_Work to complete_
1/ In the stock question, what standard deviation is given for Company Y?
2/ Rewrite the stock question from "We also know" down to "on a portfolio)?", substituting "euros" for "dollars".

_Page extract_

────

# Practical meaning of expected value, standard deviation & correlation

We've got given annual results of two stock companies described with following values:

Company X: expected value $\mu_X=0.05$, standard deviation $\sigma_X=0.02$

Company Y: expected value $\mu_Y=0.07$, standard deviation $\sigma_Y=0.03$

We also know that a cross correlation between results of company X and Y is $\rho=-0.5, \rho=\frac{cov(X,Y)}{\sqrt{var(X)var(Y)}}$. How do we should divide z dollars between these companies to obtain:

a) maximum revenue (expected return on a portfolio)?

b) minimum risk (variance of a portfolio)?

I don't even expect a full solution, just a brief explanation which would help me to understand a practical meaning of above values.

────

_Provided data_

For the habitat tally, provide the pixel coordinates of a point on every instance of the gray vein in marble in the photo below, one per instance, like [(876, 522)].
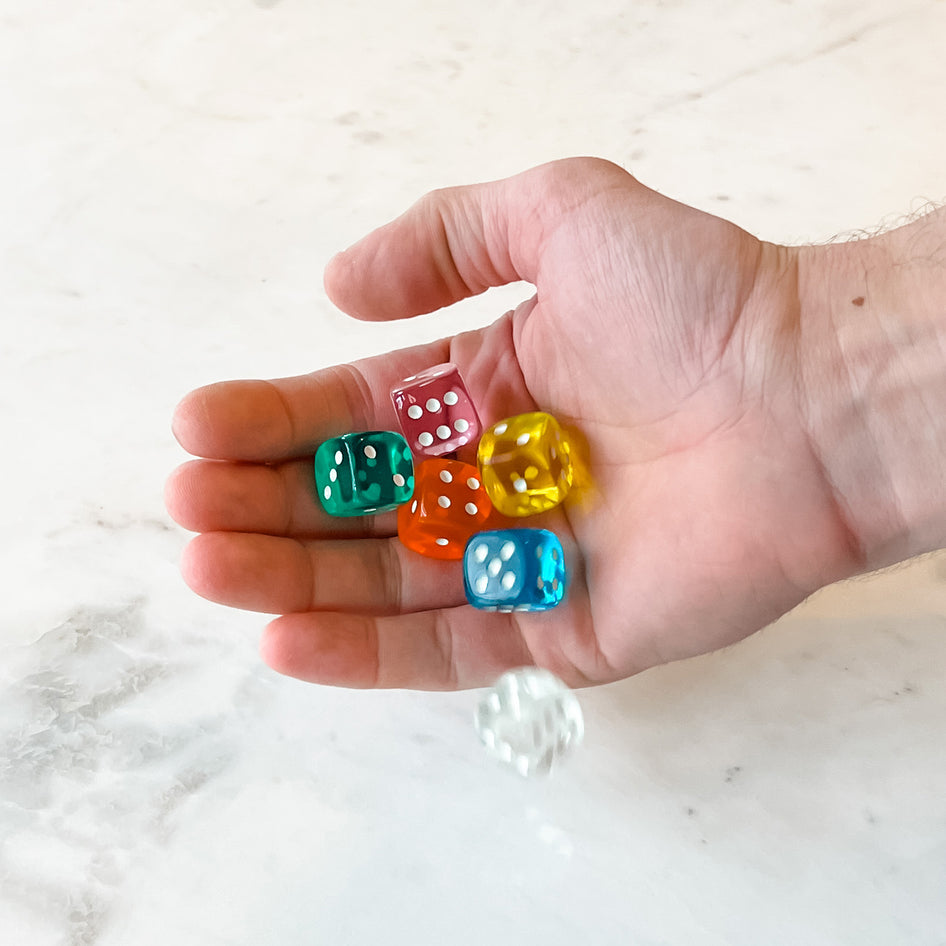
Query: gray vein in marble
[(793, 58)]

────

_Solutions per task_
1/ 0.03

2/
We also know that a cross correlation between results of company X and Y is $\rho=-0.5, \rho=\frac{cov(X,Y)}{\sqrt{var(X)var(Y)}}$. How do we should divide z euros between these companies to obtain:

a) maximum revenue (expected return on a portfolio)?